WRITTEN INSTRUCTION = Reproduce the records character for character, starting at their first line and continuing up to and including the line that contains "x=204 y=500".

AVAILABLE DATA =
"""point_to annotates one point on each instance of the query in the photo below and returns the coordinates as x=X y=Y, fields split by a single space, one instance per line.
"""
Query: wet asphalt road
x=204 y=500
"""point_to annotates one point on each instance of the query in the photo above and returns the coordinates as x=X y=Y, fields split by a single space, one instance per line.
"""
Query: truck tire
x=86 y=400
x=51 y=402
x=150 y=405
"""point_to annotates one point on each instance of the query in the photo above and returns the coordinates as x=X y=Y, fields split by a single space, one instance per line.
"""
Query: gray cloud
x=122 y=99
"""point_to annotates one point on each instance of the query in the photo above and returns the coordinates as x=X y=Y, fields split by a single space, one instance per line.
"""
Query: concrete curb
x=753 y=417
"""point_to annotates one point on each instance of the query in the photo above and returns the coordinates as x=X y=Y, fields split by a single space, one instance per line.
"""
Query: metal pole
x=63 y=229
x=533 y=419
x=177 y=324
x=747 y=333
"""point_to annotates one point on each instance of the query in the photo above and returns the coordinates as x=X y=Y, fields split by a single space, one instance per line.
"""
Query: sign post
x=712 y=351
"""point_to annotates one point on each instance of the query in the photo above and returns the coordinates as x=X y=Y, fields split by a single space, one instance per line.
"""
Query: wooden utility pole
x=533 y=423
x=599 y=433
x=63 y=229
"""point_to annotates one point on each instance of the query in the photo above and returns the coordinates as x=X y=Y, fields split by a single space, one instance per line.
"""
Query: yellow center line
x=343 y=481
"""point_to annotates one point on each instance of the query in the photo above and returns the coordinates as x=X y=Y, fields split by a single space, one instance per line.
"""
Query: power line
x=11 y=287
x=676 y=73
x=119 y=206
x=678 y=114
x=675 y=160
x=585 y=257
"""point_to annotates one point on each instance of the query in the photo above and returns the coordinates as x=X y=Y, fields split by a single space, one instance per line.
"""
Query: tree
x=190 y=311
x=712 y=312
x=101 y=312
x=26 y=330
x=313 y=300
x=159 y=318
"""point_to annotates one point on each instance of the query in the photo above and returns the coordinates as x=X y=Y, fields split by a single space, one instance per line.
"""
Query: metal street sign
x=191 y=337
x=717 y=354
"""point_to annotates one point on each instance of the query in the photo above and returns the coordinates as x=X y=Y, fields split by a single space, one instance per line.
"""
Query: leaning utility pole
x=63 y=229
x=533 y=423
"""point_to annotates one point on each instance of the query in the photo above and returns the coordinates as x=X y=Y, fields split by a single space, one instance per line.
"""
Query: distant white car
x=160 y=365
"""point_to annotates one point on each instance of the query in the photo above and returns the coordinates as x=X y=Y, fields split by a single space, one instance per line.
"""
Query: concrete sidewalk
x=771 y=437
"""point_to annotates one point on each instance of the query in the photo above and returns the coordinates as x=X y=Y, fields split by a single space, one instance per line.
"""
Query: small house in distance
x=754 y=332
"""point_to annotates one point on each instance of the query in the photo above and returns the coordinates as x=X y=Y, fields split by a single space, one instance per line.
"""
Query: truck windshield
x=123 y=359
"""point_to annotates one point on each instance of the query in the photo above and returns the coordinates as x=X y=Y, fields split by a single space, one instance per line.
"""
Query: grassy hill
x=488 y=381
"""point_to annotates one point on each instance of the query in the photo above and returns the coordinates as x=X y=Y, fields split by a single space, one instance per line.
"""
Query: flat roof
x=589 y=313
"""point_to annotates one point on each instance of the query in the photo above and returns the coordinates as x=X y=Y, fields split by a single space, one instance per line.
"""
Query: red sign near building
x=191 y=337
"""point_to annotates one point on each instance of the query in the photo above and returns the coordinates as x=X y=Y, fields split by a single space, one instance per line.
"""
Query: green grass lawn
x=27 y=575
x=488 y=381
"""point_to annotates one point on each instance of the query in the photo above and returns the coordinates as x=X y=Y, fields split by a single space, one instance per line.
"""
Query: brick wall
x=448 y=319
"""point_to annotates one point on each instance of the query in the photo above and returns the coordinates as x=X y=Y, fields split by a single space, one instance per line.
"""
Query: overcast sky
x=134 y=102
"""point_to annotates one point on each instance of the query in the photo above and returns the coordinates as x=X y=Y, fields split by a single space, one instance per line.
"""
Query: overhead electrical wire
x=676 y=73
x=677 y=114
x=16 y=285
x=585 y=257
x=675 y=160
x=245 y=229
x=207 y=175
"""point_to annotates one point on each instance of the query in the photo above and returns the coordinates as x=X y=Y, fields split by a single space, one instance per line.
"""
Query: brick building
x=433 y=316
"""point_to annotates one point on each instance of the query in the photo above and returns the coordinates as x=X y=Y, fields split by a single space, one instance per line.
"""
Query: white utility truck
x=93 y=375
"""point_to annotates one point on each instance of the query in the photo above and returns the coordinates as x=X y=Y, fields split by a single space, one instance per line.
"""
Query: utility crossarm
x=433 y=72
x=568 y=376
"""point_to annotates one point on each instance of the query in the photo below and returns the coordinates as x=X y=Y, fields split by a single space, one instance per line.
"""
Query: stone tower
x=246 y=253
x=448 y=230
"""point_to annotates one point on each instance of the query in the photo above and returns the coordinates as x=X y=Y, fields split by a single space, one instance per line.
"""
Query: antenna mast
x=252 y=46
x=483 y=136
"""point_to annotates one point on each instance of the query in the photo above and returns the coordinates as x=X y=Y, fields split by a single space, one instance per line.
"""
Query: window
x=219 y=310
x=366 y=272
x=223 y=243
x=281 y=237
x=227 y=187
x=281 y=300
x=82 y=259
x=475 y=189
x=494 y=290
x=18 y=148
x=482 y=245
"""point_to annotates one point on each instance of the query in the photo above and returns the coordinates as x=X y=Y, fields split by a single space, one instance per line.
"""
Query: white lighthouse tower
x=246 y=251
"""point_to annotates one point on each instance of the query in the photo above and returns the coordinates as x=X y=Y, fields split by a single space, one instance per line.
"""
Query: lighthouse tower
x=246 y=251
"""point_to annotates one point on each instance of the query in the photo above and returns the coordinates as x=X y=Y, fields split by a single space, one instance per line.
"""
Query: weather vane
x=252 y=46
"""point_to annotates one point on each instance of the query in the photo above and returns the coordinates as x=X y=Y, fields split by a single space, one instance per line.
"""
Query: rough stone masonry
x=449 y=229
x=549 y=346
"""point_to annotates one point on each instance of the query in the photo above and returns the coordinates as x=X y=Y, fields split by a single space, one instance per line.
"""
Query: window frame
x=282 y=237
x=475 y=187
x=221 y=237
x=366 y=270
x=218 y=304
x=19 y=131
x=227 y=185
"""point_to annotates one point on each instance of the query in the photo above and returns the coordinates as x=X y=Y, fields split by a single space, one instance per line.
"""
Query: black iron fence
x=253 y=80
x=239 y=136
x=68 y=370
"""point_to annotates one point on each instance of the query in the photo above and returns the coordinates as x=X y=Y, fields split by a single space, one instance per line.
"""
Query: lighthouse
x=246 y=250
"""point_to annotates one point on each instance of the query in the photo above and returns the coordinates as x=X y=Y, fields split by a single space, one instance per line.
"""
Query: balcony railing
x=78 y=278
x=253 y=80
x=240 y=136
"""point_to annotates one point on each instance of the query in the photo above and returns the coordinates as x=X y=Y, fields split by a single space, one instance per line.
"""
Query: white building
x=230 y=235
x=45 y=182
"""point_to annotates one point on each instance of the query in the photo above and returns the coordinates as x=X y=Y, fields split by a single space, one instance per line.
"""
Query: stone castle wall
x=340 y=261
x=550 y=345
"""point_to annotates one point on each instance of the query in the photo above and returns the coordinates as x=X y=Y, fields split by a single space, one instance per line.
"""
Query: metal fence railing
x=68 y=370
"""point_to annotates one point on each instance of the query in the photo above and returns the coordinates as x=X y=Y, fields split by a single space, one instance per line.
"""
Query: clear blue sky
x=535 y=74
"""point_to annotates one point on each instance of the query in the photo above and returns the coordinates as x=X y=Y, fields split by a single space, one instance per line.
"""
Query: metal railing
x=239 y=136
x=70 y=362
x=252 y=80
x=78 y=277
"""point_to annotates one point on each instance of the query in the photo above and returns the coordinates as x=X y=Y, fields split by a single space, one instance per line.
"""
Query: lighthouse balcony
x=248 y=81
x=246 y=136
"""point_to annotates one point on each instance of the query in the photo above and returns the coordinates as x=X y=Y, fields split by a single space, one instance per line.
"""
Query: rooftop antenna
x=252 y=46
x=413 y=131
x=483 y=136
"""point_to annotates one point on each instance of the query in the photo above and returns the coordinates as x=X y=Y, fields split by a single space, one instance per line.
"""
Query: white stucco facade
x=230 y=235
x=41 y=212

SOLUTION FOR THIS TASK =
"""point_to annotates one point on each instance of the query in the photo below and returns the coordinates as x=X y=Y, fields split by a single space, one instance per line.
"""
Query: wet asphalt road
x=204 y=500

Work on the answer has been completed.